=== Texte source ===

Iskwew (femme crie), poète, conteuse et éducatrice, Keri Cheechoo est fière maman de cinq enfants, kookum (grand-mère) de deux petits-enfants, et fille de survivants des pensionnats indiens. C’est aussi une pionnière qui doit son succès à sa résistance et à sa persévérance.
Keri Cheechoo a récemment obtenu son doctorat en éducation de l’Université d’Ottawa; sa thèse – qui explorait certaines « ombres et nuances de la violence » qu’ont vécue les femmes autochtones vivant dans l’État-nation appelé Canada – a été récompensée par la Société canadienne pour l’étude de l’éducation.
Dans le cadre de ses études doctorales, elle a adhéré au principe de relationalité éthique pour recueillir les histoires dont lui ont gracieusement fait part des femmes autochtones victimes de violences génésiques, y compris de stérilisations forcées, en Ontario et au Québec.
« Pendant trois ou quatre générations, les femmes se disaient entre elles d’obéir au médecin, parce qu’il représentait “l’autorité” », explique Keri Cheechoo. « Ça a eu des échos de génération en génération. Ma recherche a pour but d’aménager un espace pour le récit de ces histoires déshumanisantes sur la violence génésique. »
À terme, elle souhaite donner des ateliers sur les résultats de ses recherches et aménager un espace où les femmes pourront découvrir leur propre force et leur capacité d’agir – le tout dans le respect des protocoles et dans un esprit de réciprocité avec ses partenaires dans la communauté.
« Je pourrais leur raconter ces histoires, et elles pourraient constater dans quelle mesure tout ça a été normalisé. Il est si facile de faire confiance à un médecin. Mais ça a le potentiel de les blesser ou de leur enlever la capacité d’avoir des enfants, et c’est quelque chose à quoi elles peuvent dire non. »
La poésie pour raconter différemment des vécus traumatiques
Keri Cheechoo a transformé ces histoires et les conclusions de ses recherches en poèmes lyriques; c’est la forme d’expression qui, pour une multitude de raisons, lui convient le mieux.
« Je tiens de mes ancêtres une facilité pour l’écriture, explique-t-elle. C’est un espace qui me confère de la force. J’aime la poésie parce que c’est une façon différente de se faire entendre. C’est aussi un bon moyen de véhiculer un contenu qui nous blesse ou nous fait violence. Si je devais raconter une histoire dans le cadre d’un dialogue, par exemple, on l’accueillerait différemment que si on lisait une œuvre de poésie. »
En fait, lorsqu’on lit sa thèse, on constate tout de suite la différence. Chaque page se divise en deux colonnes : d’une part, un texte doctoral d’usage, de l’autre, des strophes. Comme elle l’explique, elle a délibérément écrit sa thèse de façon à privilégier l’expression autochtone par analogie au texte universitaire.

===

| Liste des tâches |
[A] Reproduisez à l'identique le passage du texte sur Keri Cheechoo allant de « Keri Cheechoo a récemment » jusqu'à « et au Québec. ».
[B] Veuillez réécrire les lignes des enregistrements, consignes comprises, de la ligne contenant « Target: exhaust pipe » jusqu'à la fin des enregistrements, bornes incluses, s'il vous plaît. Ajoutez 17 à chaque coordonnée des réponses.
Le texte et les enregistrements sont deux documents indépendants.

=== Enregistrements de données ===

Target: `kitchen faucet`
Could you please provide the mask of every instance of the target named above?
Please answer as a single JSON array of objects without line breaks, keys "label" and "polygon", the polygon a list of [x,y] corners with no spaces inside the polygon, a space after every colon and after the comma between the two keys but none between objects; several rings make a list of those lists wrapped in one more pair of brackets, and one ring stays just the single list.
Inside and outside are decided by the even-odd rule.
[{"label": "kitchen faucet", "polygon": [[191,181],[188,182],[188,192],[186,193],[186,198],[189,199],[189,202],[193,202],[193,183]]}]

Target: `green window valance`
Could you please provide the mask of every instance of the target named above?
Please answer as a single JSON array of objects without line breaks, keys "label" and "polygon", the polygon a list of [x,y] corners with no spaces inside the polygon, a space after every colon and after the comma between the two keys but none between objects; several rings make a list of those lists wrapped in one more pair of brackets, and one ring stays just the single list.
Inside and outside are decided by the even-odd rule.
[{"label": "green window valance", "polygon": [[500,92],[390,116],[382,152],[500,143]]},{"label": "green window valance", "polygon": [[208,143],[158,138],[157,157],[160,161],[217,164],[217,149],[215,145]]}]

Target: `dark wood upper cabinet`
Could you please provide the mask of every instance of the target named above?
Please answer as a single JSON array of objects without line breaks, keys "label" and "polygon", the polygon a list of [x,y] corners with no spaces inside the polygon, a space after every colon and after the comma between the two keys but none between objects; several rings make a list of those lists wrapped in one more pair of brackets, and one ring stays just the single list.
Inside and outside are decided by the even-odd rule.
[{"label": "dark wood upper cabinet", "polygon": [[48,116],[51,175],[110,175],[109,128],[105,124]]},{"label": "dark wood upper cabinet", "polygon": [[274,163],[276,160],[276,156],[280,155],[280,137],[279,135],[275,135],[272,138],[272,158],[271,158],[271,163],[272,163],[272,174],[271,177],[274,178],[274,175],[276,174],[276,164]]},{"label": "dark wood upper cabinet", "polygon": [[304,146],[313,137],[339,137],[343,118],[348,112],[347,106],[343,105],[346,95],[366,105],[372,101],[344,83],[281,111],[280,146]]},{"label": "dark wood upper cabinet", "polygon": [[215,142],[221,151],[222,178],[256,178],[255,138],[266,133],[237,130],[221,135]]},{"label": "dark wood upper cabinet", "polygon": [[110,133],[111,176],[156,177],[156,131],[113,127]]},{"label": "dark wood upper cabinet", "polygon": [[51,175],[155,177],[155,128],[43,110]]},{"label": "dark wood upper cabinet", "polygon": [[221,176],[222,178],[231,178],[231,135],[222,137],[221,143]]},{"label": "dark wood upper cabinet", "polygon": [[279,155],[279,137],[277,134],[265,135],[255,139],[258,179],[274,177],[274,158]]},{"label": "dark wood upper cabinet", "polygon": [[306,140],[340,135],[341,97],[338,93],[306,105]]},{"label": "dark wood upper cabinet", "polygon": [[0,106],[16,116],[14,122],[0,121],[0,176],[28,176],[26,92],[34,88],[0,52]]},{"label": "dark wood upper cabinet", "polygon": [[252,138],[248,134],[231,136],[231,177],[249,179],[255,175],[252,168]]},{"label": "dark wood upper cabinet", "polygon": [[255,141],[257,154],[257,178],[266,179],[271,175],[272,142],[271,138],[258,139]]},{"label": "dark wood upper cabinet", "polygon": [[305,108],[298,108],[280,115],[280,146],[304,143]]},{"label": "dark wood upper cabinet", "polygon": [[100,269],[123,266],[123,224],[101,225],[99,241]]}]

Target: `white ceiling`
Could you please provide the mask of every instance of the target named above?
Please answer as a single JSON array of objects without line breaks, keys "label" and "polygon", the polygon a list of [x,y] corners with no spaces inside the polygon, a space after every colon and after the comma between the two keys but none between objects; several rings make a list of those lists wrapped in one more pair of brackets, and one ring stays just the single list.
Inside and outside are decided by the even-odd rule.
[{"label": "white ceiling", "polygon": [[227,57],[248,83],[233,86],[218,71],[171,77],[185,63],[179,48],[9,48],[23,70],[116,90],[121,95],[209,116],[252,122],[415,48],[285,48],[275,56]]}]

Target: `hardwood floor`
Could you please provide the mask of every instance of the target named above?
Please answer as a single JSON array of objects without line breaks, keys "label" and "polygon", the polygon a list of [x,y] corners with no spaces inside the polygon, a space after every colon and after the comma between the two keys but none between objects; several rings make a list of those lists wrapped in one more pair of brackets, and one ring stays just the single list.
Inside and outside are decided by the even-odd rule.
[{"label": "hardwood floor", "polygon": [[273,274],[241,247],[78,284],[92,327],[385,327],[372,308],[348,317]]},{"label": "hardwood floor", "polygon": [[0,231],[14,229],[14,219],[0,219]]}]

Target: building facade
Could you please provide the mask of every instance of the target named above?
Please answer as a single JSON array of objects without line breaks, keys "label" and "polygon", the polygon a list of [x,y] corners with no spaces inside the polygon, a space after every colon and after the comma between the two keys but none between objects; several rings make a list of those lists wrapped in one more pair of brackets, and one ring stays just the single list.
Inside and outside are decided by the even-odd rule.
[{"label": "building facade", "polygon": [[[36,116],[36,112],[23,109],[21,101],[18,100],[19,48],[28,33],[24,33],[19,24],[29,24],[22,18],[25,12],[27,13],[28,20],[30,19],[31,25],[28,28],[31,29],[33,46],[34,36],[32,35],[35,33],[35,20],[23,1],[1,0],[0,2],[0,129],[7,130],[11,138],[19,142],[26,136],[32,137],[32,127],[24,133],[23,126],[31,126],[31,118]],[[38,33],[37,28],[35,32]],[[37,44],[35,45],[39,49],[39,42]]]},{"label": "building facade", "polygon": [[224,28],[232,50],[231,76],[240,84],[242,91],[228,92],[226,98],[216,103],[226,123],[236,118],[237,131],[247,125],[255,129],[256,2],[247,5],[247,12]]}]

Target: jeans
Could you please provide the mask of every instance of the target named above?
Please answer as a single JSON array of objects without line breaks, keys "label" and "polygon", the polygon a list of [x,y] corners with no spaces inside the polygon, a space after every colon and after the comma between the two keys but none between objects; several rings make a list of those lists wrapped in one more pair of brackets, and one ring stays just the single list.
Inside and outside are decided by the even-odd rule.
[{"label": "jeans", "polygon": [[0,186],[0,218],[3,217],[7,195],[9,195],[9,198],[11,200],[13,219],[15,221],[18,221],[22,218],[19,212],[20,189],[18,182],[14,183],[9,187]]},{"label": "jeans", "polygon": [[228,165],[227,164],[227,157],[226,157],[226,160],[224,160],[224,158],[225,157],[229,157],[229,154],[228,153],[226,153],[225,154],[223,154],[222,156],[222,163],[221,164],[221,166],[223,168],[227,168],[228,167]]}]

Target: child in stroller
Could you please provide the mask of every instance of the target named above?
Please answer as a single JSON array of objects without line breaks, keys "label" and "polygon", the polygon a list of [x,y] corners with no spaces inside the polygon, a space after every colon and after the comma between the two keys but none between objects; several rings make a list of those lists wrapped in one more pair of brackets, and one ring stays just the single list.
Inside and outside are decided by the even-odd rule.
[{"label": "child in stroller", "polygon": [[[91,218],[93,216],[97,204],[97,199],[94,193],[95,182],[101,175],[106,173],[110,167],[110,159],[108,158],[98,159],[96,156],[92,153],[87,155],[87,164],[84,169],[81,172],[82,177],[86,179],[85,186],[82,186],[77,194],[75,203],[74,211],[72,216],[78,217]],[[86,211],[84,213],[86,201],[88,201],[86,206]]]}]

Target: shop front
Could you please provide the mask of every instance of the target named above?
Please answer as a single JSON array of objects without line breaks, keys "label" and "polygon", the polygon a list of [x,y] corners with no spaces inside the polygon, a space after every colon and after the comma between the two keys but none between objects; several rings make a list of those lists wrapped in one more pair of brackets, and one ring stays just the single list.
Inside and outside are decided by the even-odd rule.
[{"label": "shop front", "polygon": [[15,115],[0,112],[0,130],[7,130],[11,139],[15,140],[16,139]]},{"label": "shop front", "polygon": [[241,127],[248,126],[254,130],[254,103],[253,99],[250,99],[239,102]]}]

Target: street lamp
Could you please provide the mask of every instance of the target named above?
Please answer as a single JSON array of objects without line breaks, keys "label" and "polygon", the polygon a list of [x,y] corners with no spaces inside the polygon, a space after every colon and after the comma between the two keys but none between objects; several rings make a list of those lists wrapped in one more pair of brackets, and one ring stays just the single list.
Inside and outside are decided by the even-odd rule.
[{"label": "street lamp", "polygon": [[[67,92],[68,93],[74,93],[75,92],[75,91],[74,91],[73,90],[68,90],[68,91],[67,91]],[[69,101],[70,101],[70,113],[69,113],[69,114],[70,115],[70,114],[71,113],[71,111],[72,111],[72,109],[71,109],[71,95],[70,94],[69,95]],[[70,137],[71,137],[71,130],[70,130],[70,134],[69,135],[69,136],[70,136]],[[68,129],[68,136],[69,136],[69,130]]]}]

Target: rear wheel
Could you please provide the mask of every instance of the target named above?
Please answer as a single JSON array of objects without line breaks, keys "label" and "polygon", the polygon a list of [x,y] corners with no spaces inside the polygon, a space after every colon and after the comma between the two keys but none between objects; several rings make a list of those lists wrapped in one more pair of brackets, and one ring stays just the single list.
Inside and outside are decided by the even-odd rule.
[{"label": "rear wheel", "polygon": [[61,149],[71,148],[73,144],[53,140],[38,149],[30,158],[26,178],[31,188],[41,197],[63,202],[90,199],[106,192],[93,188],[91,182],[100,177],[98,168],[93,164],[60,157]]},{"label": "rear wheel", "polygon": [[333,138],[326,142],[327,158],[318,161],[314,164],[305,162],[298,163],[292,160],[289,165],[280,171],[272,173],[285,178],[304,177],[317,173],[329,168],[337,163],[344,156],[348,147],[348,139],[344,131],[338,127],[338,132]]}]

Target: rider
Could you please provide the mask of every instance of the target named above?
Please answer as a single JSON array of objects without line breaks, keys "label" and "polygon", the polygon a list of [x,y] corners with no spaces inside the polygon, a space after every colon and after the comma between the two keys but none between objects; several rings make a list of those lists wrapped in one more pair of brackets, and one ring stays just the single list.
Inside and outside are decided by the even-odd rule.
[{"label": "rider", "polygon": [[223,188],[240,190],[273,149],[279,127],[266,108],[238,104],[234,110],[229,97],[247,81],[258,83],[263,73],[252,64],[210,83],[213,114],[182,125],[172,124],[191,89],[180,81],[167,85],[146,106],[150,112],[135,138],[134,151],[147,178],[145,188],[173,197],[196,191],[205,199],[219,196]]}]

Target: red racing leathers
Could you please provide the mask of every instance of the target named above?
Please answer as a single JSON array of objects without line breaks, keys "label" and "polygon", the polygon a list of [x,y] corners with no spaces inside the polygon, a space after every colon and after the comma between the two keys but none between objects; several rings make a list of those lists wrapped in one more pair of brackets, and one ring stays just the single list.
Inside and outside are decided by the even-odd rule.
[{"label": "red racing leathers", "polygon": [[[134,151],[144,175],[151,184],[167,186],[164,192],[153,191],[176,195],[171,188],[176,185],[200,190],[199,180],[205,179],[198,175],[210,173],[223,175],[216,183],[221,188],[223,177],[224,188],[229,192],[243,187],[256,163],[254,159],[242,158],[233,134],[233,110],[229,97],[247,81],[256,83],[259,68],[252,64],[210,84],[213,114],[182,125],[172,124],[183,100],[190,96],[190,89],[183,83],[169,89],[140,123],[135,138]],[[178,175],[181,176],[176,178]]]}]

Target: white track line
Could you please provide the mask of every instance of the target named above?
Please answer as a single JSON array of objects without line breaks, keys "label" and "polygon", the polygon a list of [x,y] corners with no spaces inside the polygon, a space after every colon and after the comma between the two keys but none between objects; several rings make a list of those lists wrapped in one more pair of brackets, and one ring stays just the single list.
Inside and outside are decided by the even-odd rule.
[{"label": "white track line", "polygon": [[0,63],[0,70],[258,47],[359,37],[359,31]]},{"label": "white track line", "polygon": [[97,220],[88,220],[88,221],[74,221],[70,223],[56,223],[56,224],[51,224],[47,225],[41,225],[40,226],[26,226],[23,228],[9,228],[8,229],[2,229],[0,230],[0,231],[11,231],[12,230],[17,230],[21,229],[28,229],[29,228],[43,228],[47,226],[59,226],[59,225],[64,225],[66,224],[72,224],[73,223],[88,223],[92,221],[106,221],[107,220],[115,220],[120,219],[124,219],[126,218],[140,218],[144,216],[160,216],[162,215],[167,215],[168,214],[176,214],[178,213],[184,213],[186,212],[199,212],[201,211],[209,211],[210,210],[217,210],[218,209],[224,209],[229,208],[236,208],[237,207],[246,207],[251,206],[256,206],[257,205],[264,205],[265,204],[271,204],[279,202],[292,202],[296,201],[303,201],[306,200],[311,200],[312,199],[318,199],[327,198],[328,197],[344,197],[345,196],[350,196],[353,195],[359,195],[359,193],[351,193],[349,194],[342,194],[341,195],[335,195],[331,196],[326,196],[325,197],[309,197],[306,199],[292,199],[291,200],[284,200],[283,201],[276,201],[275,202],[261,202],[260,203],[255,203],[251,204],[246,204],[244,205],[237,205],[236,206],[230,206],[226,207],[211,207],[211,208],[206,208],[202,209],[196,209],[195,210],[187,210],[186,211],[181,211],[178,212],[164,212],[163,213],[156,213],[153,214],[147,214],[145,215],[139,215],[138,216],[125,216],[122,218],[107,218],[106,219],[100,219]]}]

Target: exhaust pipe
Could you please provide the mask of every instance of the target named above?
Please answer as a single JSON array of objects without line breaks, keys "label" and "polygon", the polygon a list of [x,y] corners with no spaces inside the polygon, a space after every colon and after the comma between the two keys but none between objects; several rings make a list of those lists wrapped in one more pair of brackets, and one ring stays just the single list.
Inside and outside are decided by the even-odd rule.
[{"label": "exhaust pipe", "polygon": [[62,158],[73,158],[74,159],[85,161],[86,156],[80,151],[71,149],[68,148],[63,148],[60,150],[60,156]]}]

===

| Corrigé des exercices |
[A]
Keri Cheechoo a récemment obtenu son doctorat en éducation de l’Université d’Ottawa; sa thèse – qui explorait certaines « ombres et nuances de la violence » qu’ont vécue les femmes autochtones vivant dans l’État-nation appelé Canada – a été récompensée par la Société canadienne pour l’étude de l’éducation.
Dans le cadre de ses études doctorales, elle a adhéré au principe de relationalité éthique pour recueillir les histoires dont lui ont gracieusement fait part des femmes autochtones victimes de violences génésiques, y compris de stérilisations forcées, en Ontario et au Québec.

[B]
Target: exhaust pipe
Could you please provide the mask of every instance of the target named above?
Please answer as a single JSON array of objects without line breaks, keys "label" and "polygon", the polygon a list of [x,y] corners with no spaces inside the polygon, a space after every colon and after the comma between the two keys but none between objects; several rings make a list of those lists wrapped in one more pair of brackets, and one ring stays just the single list.
Inside and outside are decided by the even-odd rule.
[{"label": "exhaust pipe", "polygon": [[79,175],[90,175],[91,176],[102,178],[103,173],[97,168],[88,166],[85,165],[80,165],[77,167],[77,173]]}]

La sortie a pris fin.